### Qué hacer
1: En el fragmento sobre el Abierto de Australia, ¿qué ciudad se señala como la favorita de quien escribe?
2: Indique si cada enunciado coincide con el fragmento sobre el Abierto de Australia, con sí o no y la cita textual que lo decide: (a) quien escribe llega al torneo desde Brisbane; (b) cuando empieza el torneo, la temporada lleva ya varios meses en marcha; (c) el fragmento califica el Abierto de Australia como el peor Grand Slam.

### Fragmento proporcionado
|---|

Tras la bola

Hablaremos de tenis, aunque también de viajes, ciudades, culturas y periodismo en primera línea de batalla. Porque hay cosas que no se ven, pero tampoco se cuentan.

 

Nadal posa frente al puerto de Sídnei la semana pasada. REUTERS

Australia, una prueba de fuego para periodistas

Los jugadores acostumbran a decir que el Abierto de Australia llega demasiado pronto, que la temporada acaba de nacer (apenas un par de semanas) y nadie sabe muy bien cómo aterriza cada uno en el torneo, algo que si ocurre en el resto de grandes. Supongo que a los periodistas nos pasa algo similar: acabamos de terminar un año y ya estamos metidos en otro, y con la exigencia de arrancar en un Grand Slam. Yo tengo la suerte de venir de Brisbane, así que al menos ya estoy algo rodado y me he ido quitando el óxido habitual de diciembre.

Para mí, el Abierto de Australia es el mejor Grand Slam de todos, y hay varios motivos que sostienen esa afirmación categórica. Australia es uno de los lugares más agradables del mundo y Melbourne mi ciudad favorita de todas las que he tenido la suerte de visitar. Dejando a un lado el abanico turístico (¡qué playas para hacer surf!), la gente aquí es atenta, educada, amable y abierta siempre a ayudar en lo que sea. Debe ser cosa del ADN australiano, de una cultura muy distinta a la nuestra o quizás de una educación diferente a la de otros países, pero la realidad es que la primera vez que vine hace varios años me sorprendió y todavía hoy sigue haciéndolo. Cualquier persona está dispuesta a echarte un cable con una sonrisa en la cara. La mayoría de los australianos son alegres, amantes de las conversaciones e interesados por saber de ti y de tu vida. Estando tan lejos de casa, y viendo que en otras ciudades te miran mal a la mínima, eso se agradece mucho.

|---|

Entradas de contorno de regiones
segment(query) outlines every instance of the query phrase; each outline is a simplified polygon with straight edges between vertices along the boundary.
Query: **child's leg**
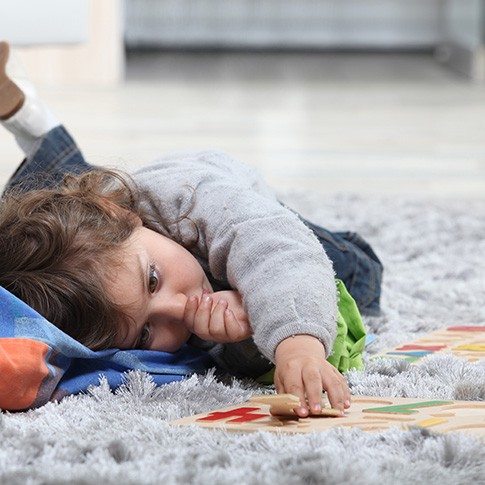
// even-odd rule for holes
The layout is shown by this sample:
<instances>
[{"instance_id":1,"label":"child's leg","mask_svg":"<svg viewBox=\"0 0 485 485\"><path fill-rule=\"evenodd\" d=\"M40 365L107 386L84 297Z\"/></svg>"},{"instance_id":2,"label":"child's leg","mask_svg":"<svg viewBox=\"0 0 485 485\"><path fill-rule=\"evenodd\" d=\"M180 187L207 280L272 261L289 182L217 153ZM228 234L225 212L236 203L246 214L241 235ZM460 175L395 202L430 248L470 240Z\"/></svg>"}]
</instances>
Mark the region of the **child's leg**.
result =
<instances>
[{"instance_id":1,"label":"child's leg","mask_svg":"<svg viewBox=\"0 0 485 485\"><path fill-rule=\"evenodd\" d=\"M336 277L342 280L364 314L377 315L383 266L373 249L355 232L330 232L305 219L333 263Z\"/></svg>"},{"instance_id":2,"label":"child's leg","mask_svg":"<svg viewBox=\"0 0 485 485\"><path fill-rule=\"evenodd\" d=\"M37 98L35 89L28 81L24 89L9 78L7 61L9 46L0 42L0 120L15 136L17 143L28 156L36 141L59 125L59 121Z\"/></svg>"},{"instance_id":3,"label":"child's leg","mask_svg":"<svg viewBox=\"0 0 485 485\"><path fill-rule=\"evenodd\" d=\"M76 143L35 90L20 88L6 73L8 44L0 42L0 122L15 138L26 159L7 184L6 190L22 183L22 189L52 186L65 173L91 169Z\"/></svg>"},{"instance_id":4,"label":"child's leg","mask_svg":"<svg viewBox=\"0 0 485 485\"><path fill-rule=\"evenodd\" d=\"M33 145L32 153L7 182L5 192L18 184L22 190L53 187L66 173L82 173L92 168L67 130L57 126Z\"/></svg>"}]
</instances>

|---|

### Respuestas por tarea
1: Melbourne.

2:
(a) Sí: «Yo tengo la suerte de venir de Brisbane».
(b) No: «la temporada acaba de nacer (apenas un par de semanas)».
(c) No: «el Abierto de Australia es el mejor Grand Slam de todos».